Data in this exercise
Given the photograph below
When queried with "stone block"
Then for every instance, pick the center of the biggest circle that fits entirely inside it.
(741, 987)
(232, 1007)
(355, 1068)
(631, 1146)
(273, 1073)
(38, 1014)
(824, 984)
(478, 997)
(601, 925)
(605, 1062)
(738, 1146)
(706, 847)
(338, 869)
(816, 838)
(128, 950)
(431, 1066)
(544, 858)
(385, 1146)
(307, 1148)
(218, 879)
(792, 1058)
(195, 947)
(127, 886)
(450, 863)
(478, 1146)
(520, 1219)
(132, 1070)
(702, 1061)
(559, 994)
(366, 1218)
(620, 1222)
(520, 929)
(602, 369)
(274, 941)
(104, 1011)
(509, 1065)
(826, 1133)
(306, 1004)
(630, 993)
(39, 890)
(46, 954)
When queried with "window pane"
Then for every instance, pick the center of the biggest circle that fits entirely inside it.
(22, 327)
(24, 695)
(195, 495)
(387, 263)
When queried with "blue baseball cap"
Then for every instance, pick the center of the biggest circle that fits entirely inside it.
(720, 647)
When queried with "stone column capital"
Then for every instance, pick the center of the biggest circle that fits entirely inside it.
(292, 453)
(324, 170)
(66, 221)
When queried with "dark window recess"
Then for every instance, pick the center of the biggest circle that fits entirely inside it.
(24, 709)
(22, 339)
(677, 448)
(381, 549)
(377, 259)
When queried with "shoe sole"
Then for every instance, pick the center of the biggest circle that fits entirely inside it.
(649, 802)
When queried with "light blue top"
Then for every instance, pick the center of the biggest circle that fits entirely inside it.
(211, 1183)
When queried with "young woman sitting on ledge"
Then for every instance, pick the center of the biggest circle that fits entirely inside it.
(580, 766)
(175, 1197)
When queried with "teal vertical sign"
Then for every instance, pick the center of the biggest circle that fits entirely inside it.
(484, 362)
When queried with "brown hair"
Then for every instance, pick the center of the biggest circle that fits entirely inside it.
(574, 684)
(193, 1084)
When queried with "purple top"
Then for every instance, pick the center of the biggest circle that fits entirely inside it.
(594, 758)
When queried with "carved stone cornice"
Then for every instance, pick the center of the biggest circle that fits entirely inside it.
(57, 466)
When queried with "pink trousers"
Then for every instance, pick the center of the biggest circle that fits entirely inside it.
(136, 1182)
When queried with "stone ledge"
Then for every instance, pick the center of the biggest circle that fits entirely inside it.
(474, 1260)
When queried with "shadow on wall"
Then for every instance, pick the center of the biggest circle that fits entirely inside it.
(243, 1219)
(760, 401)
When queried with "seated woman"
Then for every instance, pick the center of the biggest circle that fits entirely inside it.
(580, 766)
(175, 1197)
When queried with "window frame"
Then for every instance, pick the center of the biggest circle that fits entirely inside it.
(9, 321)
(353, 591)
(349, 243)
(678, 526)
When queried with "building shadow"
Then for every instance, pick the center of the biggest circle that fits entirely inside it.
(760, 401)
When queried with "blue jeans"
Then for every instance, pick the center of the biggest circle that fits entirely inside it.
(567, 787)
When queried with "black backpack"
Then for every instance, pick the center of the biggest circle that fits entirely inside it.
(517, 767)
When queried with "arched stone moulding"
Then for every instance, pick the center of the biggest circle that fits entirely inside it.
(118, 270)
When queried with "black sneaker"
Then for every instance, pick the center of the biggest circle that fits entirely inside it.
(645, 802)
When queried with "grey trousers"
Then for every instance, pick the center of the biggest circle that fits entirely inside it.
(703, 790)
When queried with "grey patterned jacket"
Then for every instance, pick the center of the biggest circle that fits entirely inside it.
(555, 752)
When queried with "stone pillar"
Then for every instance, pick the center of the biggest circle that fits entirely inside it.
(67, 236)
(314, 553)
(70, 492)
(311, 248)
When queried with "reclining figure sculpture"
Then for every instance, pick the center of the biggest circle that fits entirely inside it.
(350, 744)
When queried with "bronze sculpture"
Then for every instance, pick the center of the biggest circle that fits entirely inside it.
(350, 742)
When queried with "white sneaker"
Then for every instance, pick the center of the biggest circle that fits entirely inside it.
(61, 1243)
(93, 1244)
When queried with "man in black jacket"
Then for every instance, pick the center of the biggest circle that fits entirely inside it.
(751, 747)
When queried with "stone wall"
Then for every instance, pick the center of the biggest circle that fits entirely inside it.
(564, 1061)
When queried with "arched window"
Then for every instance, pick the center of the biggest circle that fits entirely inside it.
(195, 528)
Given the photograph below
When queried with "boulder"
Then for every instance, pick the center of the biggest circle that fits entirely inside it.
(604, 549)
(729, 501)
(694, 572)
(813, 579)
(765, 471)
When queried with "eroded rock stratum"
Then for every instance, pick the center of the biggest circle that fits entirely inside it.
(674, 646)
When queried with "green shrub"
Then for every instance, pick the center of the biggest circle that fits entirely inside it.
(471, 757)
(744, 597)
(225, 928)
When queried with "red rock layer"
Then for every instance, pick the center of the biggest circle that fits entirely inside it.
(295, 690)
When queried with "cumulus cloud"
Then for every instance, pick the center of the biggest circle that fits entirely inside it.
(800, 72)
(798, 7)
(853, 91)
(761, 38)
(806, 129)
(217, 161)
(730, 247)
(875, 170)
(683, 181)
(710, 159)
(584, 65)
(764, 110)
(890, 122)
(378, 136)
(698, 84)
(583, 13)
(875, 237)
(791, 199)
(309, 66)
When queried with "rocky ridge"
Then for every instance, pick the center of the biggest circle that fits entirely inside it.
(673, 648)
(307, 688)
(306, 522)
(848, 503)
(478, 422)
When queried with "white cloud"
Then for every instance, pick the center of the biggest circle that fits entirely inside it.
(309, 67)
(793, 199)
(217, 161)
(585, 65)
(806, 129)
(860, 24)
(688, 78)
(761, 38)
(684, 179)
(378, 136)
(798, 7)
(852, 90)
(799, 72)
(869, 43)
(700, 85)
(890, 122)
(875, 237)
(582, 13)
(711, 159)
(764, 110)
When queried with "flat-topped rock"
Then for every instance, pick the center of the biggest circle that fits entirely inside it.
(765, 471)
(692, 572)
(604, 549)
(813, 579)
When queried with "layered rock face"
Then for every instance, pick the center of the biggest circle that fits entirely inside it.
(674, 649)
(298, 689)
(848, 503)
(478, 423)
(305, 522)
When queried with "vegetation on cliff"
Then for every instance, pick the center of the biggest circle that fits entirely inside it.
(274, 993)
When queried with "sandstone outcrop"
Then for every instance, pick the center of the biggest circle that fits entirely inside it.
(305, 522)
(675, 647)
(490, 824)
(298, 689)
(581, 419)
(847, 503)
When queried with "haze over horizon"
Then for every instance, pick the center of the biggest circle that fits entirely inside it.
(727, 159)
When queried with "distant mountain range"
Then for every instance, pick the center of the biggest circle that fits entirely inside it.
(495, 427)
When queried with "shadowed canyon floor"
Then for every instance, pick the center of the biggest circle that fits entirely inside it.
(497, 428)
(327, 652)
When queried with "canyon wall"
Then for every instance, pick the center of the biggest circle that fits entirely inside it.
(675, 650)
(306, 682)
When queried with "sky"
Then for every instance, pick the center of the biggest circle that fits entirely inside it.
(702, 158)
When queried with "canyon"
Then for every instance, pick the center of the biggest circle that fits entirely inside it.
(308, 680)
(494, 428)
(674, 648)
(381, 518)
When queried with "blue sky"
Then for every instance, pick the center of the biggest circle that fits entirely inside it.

What you will do
Render all of the items above as a numbered list, omitting any blank lines.

Answer
1. Given the photograph below
2. When queried with "stone block"
3. Then for every instance, pick the center of the biggest circle that fits entirely inside it.
4. (741, 987)
5. (232, 1007)
6. (355, 1068)
7. (631, 1146)
8. (273, 1073)
9. (38, 1014)
10. (824, 984)
11. (478, 997)
12. (601, 925)
13. (605, 1062)
14. (738, 1146)
15. (706, 847)
16. (338, 869)
17. (816, 838)
18. (128, 950)
19. (431, 1066)
20. (544, 858)
21. (385, 1146)
22. (307, 1148)
23. (218, 879)
24. (792, 1058)
25. (195, 947)
26. (127, 886)
27. (450, 863)
28. (478, 1146)
29. (520, 1219)
30. (132, 1070)
31. (702, 1061)
32. (559, 994)
33. (366, 1218)
34. (620, 1222)
35. (520, 929)
36. (602, 369)
37. (274, 941)
38. (104, 1011)
39. (509, 1065)
40. (826, 1133)
41. (306, 1004)
42. (630, 993)
43. (39, 890)
44. (46, 954)
45. When queried with "window pane"
46. Then for every instance, pick the center of the biggest circle that fits entirely inside it.
47. (22, 327)
48. (24, 695)
49. (195, 495)
50. (387, 263)
51. When queried with "blue baseball cap"
52. Then for every instance, pick the center of the biggest circle that fits entirely inside it.
53. (720, 647)
54. When queried with "stone column capital"
55. Then for every instance, pick the center of the biggest circle that fits entirely inside it.
56. (292, 453)
57. (324, 170)
58. (66, 221)
59. When queried with "dark window recess"
60. Then for every instance, pick the center of the biggest circle that fits entirely inside it.
61. (24, 709)
62. (22, 339)
63. (677, 448)
64. (381, 549)
65. (377, 259)
66. When queried with "shoe sole"
67. Then for every instance, pick the center of the biggest circle that fits entirely inside it.
68. (649, 802)
69. When queried with "light blue top"
70. Then for every instance, pick the center of the biggest circle that fits entirely inside it.
71. (211, 1183)
72. When queried with "young woman sitting on ledge"
73. Then for every instance, pick the center of the biggest circle that fits entirely inside it.
74. (580, 766)
75. (175, 1197)
76. When queried with "teal vertical sign"
77. Then for every instance, pick the center of the biggest circle that fits entirely inside it.
78. (484, 362)
79. When queried with "brown hair"
80. Then for every instance, pick the center of the biggest circle that fits entirely inside it.
81. (574, 684)
82. (193, 1084)
83. When queried with "purple top"
84. Then for every instance, pick the center of the biggest circle that fits entirely inside it.
85. (594, 758)
86. When queried with "carved stone cornice"
87. Then for every instance, pick the center of the biggest circle that fits entirely inside it.
88. (57, 466)
89. When queried with "pink trousers"
90. Then for every instance, pick the center of the biggest circle that fits entirely inside it.
91. (136, 1182)
92. When queried with "stone ledge"
93. Then for every instance, pick the center of the biggest circle that fits entirely inside it.
94. (474, 1260)
95. When queried with "shadow on wall"
96. Then for every instance, pick the center of the biggest circle that fits entirely inside it.
97. (243, 1219)
98. (760, 401)
99. When queried with "seated woman"
100. Then for every instance, pick the center of the biggest circle that fits entirely inside it.
101. (580, 766)
102. (175, 1197)
103. When queried with "window frame"
104. Then for every instance, pick the center of the biggest circle that fits entirely inside it.
105. (9, 321)
106. (353, 591)
107. (349, 243)
108. (678, 526)
109. When queried with "building shadow"
110. Then for every instance, pick the center of the biggest circle that fits entirely inside it.
111. (760, 401)
112. When queried with "blue jeans"
113. Then for every instance, pick the center of the biggest circle that fits entirely inside it.
114. (567, 787)
115. When queried with "black backpack"
116. Then for every instance, pick the center of the biggest circle that fits entirely inside it.
117. (517, 767)
118. When queried with "arched stone moulding"
119. Then for every instance, pick the center of the biggest circle that fits entirely inside it.
120. (118, 270)
121. When queried with "black sneaker"
122. Then for every instance, pick the center of the biggest circle that fits entirely inside it.
123. (645, 802)
124. When queried with "grey trousers"
125. Then for every instance, pick the center of the biggest circle that fits entirely inside it.
126. (703, 790)
127. When queried with "grey patterned jacket"
128. Then for every instance, pick the center of the biggest circle that fits entirely inside it.
129. (555, 752)
130. When queried with "stone pillar"
131. Then for every instance, pick the center of the biggest circle that fits entirely inside it.
132. (67, 236)
133. (314, 553)
134. (70, 492)
135. (311, 248)
136. When queried with "reclining figure sculpture"
137. Then for every instance, pick the center of the biggest circle that fits entirely inside it.
138. (350, 744)
139. When queried with "bronze sculpture"
140. Then for every instance, pick the center of the biggest circle that fits entirely inside it.
141. (350, 742)
142. When queried with "white sneaker"
143. Then for every instance, pick the center of the biggest circle that fits entirely inside it.
144. (61, 1243)
145. (93, 1244)
146. When queried with "man in black jacket"
147. Then for every instance, pick the center of the biggest circle that fits entirely inside it.
148. (751, 747)
149. When queried with "stone wall"
150. Then for every instance, pick the center of the biggest circle that fits entirely inside it.
151. (564, 1061)
152. When queried with "arched window"
153. Then for every instance, pick the center of the biggest circle that fits entirely inside it.
154. (195, 528)
155. Given the photograph below
156. When queried with "boulder"
157. Then for every instance, pick the center of the biggest circle that fits entirely inside it.
158. (604, 549)
159. (729, 501)
160. (694, 572)
161. (813, 579)
162. (765, 471)
163. When queried with "eroded rock stratum"
164. Then for every instance, pick the center of the biggest circle that fits entirely inside it.
165. (674, 646)
166. When queried with "green shrub"
167. Then for every instance, pick the center of the biggest circle that fits entirely inside it.
168. (471, 757)
169. (744, 597)
170. (225, 928)
171. When queried with "red rock layer"
172. Then for every instance, pick the center of the biggest circle that fits entirely inside it.
173. (295, 690)
174. When queried with "cumulus cloud"
175. Then for every instance, pick the center of the biggest circle that fits entirely inside it.
176. (800, 72)
177. (798, 7)
178. (853, 91)
179. (761, 38)
180. (806, 129)
181. (217, 161)
182. (730, 247)
183. (875, 170)
184. (683, 181)
185. (710, 159)
186. (584, 65)
187. (764, 110)
188. (890, 122)
189. (378, 136)
190. (698, 84)
191. (583, 13)
192. (875, 237)
193. (791, 199)
194. (309, 66)
195. When queried with "rocky ridge"
196. Then for every instance, pick the center of the biggest circle that fits entirely inside it.
197. (673, 648)
198. (307, 688)
199. (306, 522)
200. (848, 503)
201. (478, 422)
202. When queried with "white cloud"
203. Then for every instance, pick the center of the biggest circle that fits entirely inside it.
204. (309, 67)
205. (793, 199)
206. (217, 161)
207. (585, 65)
208. (806, 129)
209. (860, 24)
210. (688, 78)
211. (761, 38)
212. (684, 179)
213. (378, 136)
214. (798, 7)
215. (852, 90)
216. (799, 72)
217. (869, 43)
218. (700, 85)
219. (890, 122)
220. (875, 237)
221. (582, 13)
222. (711, 159)
223. (764, 110)
224. When queried with "flat-topped rock"
225. Then for every instance, pick the center of the biggest circle that fits entirely inside it.
226. (765, 471)
227. (692, 572)
228. (604, 549)
229. (813, 579)
230. When queried with "layered rock face"
231. Then for every instance, pick the center of the biggest circle that fits entirely inside it.
232. (674, 649)
233. (298, 689)
234. (848, 503)
235. (478, 423)
236. (305, 522)
237. When queried with "vegetation on cliff"
238. Then for every instance, pick the center of the biggest circle that fits entirely inside it.
239. (274, 993)
240. When queried with "sandstone outcrop"
241. Then for every instance, pick the center of the biggest circle that fits entirely inside it.
242. (305, 522)
243. (675, 647)
244. (490, 824)
245. (298, 689)
246. (581, 419)
247. (847, 503)
248. When queried with "haze over horizon"
249. Then for every instance, pick the center of the biggest circle that fits entirely inside it.
250. (727, 159)
251. When queried with "distant mountain range"
252. Then for every instance, pick the center of the biggest circle that fits entirely inside it.
253. (495, 427)
254. When queried with "shadowed canyon floor"
255. Then for every instance, pick the center of the biggest circle that fits entirely inside it.
256. (497, 428)
257. (327, 652)
258. When queried with "canyon wall"
259. Then for every instance, pick the center of the biggest circle that fits entirely inside it.
260. (675, 650)
261. (306, 682)
262. When queried with "sky"
263. Then for every instance, pick the center of the biggest circle that fits entirely inside it.
264. (702, 158)
265. When queried with "canyon"
266. Then for every instance, pick the center of the biggest circle that fits entirely inside it.
267. (308, 680)
268. (494, 428)
269. (674, 648)
270. (381, 518)
271. When queried with "blue sky"
272. Then for every instance, pick the center of the biggest circle that fits entirely inside it.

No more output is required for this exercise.